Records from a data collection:
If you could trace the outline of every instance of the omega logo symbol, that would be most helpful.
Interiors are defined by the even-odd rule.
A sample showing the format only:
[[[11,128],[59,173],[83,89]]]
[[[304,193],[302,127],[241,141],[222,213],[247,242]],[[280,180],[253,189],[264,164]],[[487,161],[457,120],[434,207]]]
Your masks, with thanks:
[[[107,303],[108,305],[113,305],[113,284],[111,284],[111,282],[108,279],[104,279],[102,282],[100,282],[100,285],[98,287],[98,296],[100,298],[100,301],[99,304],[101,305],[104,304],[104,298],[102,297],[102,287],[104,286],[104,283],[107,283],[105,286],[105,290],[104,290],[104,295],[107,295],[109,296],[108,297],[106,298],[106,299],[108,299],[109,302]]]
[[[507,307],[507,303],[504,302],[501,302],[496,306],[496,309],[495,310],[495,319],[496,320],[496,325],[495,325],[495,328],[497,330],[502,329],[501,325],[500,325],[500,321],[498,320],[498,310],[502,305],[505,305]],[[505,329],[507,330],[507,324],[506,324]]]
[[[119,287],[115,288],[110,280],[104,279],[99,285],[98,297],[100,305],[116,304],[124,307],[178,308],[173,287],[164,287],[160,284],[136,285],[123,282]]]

* **Requirements**: Present the lines above as a Markdown table with two columns, "Row" for the row number and "Line text" for the line itself, and omit any blank lines.

* **The completed task**:
| Row | Line text |
|---|---|
| 1 | If you could trace the outline of every instance of the omega logo symbol, that would be most helpful. |
| 2 | Interiors are defined by the even-odd rule. |
| 3 | A sample showing the format only: |
| 4 | [[[11,128],[59,173],[83,89]]] |
| 5 | [[[304,193],[302,127],[241,141],[222,213],[247,242]],[[280,180],[253,189],[264,164]],[[487,161],[457,120],[434,207]]] |
| 6 | Your masks, with thanks: |
| 7 | [[[107,303],[108,305],[113,305],[113,284],[111,284],[111,282],[108,279],[104,279],[102,282],[100,282],[100,285],[98,287],[98,296],[100,298],[100,301],[99,304],[101,305],[104,304],[104,298],[102,297],[102,287],[104,286],[104,283],[107,283],[105,286],[105,290],[104,290],[104,295],[107,295],[109,296],[108,297],[106,298],[106,299],[108,299],[109,302]]] |
| 8 | [[[507,307],[507,303],[504,302],[501,302],[496,306],[496,309],[495,310],[495,319],[496,320],[496,325],[495,325],[495,328],[497,330],[502,329],[501,325],[500,325],[500,321],[498,320],[498,310],[502,305],[505,305]],[[505,329],[507,330],[507,324],[506,324]]] |
| 9 | [[[119,287],[115,288],[110,280],[104,279],[99,285],[98,297],[100,305],[116,304],[124,307],[178,308],[173,287],[164,287],[160,284],[136,285],[123,282]]] |